Given instruction:
Find every line in the records below that contains the word "flower", and copy each of those lines.

--- begin Task data ---

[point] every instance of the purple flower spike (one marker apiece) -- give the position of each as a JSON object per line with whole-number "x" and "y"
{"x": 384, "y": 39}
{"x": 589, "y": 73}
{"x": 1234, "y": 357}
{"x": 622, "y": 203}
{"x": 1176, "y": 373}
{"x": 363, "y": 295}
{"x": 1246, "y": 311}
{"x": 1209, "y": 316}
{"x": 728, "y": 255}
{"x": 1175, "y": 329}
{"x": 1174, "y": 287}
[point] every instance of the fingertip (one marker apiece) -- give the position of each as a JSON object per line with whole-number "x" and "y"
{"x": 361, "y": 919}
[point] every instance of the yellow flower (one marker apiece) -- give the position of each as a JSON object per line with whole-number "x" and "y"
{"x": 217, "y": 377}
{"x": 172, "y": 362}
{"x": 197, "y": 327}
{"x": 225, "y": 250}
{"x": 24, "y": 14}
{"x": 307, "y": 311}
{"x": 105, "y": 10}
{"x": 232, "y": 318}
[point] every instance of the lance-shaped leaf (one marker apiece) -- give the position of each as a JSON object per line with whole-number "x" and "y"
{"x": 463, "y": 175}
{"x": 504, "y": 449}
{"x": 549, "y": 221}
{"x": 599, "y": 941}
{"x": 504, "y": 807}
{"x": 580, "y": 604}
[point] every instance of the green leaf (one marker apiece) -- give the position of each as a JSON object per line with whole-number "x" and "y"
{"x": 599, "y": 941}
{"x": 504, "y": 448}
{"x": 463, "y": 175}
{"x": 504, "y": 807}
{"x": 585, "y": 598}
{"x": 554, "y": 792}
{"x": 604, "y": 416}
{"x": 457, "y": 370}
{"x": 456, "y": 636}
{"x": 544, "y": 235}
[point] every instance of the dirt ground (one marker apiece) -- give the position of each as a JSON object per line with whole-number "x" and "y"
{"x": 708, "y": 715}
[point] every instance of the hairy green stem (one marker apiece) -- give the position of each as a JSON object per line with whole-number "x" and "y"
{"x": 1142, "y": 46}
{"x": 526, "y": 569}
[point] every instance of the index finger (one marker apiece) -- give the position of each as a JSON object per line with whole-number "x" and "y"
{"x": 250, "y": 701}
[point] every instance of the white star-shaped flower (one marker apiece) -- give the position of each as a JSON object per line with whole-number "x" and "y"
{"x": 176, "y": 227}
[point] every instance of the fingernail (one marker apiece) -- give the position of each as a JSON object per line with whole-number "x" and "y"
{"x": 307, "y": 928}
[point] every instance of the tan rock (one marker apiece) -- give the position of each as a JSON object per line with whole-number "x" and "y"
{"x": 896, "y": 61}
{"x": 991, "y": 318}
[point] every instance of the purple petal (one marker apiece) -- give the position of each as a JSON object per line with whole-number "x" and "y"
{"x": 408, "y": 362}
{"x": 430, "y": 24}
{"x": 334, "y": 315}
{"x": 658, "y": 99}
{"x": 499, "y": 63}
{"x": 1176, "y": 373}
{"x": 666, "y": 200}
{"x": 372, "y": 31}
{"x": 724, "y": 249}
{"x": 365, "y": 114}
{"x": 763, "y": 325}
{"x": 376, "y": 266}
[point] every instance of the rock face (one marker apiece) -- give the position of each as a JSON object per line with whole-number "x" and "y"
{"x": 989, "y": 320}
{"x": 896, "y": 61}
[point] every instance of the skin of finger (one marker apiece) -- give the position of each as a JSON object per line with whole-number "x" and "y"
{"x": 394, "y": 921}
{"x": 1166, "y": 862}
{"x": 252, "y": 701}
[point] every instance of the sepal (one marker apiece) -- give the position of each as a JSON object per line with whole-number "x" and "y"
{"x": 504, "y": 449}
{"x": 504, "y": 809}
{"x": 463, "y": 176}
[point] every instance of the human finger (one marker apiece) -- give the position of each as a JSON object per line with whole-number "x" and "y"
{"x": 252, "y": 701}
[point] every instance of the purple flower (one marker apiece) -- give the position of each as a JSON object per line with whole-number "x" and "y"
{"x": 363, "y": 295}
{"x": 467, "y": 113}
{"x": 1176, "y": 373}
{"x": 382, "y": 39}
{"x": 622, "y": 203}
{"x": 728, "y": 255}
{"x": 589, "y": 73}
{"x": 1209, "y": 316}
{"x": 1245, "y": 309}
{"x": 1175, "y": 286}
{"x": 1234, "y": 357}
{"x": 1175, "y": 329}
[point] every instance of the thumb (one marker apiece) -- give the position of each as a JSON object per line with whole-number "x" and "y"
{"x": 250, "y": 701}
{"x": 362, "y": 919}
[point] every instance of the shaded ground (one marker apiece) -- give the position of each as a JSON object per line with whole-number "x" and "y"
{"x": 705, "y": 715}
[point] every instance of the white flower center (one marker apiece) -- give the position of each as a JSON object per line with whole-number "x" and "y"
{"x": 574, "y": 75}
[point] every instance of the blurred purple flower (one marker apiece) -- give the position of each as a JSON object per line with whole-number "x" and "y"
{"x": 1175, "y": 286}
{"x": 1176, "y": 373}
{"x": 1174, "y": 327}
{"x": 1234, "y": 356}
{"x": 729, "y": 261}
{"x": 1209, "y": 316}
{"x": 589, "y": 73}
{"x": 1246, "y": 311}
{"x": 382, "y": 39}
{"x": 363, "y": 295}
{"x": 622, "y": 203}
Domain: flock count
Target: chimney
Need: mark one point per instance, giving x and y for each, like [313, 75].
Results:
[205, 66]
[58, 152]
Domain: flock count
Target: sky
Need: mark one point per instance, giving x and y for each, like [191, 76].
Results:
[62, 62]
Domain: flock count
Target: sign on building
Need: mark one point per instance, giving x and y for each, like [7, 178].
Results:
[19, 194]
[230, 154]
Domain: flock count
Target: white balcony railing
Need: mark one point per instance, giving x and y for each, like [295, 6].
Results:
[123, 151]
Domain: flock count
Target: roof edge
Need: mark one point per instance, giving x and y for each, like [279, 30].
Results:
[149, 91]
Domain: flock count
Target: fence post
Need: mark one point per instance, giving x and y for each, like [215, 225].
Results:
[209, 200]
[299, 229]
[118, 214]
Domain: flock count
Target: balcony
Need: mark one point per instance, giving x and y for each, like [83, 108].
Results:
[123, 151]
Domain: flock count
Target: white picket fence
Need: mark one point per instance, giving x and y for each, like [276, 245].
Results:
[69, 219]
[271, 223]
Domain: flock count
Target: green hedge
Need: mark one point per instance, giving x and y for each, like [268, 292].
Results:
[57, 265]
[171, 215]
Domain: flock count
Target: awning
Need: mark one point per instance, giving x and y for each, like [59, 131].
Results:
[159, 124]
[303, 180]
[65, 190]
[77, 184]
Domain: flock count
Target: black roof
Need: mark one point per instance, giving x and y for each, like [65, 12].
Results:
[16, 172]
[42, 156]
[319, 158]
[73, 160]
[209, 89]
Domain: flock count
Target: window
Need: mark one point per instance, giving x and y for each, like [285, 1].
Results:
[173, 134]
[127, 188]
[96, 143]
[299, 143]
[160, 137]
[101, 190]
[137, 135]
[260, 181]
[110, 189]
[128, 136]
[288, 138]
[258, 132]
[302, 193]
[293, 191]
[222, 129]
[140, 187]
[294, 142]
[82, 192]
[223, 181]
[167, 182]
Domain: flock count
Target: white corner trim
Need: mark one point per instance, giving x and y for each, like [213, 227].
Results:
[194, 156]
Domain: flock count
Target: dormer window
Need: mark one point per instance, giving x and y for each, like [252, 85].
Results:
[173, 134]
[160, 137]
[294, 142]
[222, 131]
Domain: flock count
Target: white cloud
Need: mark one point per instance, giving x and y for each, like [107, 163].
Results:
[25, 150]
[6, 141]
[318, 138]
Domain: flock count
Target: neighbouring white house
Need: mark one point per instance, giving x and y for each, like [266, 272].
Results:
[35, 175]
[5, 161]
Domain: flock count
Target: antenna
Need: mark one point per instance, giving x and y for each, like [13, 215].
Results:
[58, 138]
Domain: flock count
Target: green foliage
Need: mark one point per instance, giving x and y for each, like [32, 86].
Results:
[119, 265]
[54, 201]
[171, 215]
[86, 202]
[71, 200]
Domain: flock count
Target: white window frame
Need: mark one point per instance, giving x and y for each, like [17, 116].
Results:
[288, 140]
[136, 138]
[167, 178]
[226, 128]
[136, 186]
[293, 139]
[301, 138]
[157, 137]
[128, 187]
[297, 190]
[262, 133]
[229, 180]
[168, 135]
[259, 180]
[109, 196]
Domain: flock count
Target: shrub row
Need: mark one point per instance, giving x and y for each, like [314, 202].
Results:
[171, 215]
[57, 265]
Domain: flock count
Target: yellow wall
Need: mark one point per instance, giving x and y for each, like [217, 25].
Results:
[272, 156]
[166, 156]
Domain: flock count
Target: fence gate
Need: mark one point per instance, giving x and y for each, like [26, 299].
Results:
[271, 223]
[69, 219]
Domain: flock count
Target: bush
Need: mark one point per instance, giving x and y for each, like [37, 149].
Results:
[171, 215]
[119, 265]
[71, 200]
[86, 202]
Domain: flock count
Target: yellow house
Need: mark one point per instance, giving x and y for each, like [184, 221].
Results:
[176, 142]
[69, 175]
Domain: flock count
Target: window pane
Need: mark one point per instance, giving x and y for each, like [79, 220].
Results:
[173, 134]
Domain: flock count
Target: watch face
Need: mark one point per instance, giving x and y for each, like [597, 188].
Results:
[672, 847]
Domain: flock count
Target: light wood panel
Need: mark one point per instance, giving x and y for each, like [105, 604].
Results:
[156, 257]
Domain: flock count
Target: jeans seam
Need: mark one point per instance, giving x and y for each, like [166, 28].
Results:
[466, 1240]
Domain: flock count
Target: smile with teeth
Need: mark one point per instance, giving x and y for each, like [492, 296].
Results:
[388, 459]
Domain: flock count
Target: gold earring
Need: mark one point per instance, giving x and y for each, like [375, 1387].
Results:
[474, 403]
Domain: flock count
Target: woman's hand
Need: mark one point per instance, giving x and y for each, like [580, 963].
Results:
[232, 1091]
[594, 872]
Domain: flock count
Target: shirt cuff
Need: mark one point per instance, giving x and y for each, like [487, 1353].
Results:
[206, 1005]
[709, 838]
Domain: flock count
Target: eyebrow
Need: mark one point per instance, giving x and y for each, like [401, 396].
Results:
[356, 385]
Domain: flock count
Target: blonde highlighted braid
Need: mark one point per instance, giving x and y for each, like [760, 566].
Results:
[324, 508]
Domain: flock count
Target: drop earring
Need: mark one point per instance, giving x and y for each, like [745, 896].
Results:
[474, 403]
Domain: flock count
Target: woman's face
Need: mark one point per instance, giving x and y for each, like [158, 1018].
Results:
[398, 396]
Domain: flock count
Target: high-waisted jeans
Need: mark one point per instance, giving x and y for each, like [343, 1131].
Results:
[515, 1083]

--- end Task data ---

The response:
[point] every instance of the purple flower spike (one marker apiece) -- give the position of each as a JSON object per line with whole-number "x" and "y"
[point] every instance of the yellow flower (one marker apiece) -- give the position of each as a JSON object per line with whole-number "x" and "y"
[point] every instance of the white star-shaped flower (one marker apiece) -- give the position of each as a JSON object per line with whole-number "x" and "y"
[point] every instance of the purple flower (one marker apiece) -- give the position of each as a JSON object per line with whole-number "x" and "y"
[point] every instance of the white flower center (one marker apiece) -- give the position of each as a JSON object per line with whole-number "x" and "y"
[point] every instance of the blurred purple flower (one marker apiece) -- give the position of each as a JSON object per line with whole-number "x" and "y"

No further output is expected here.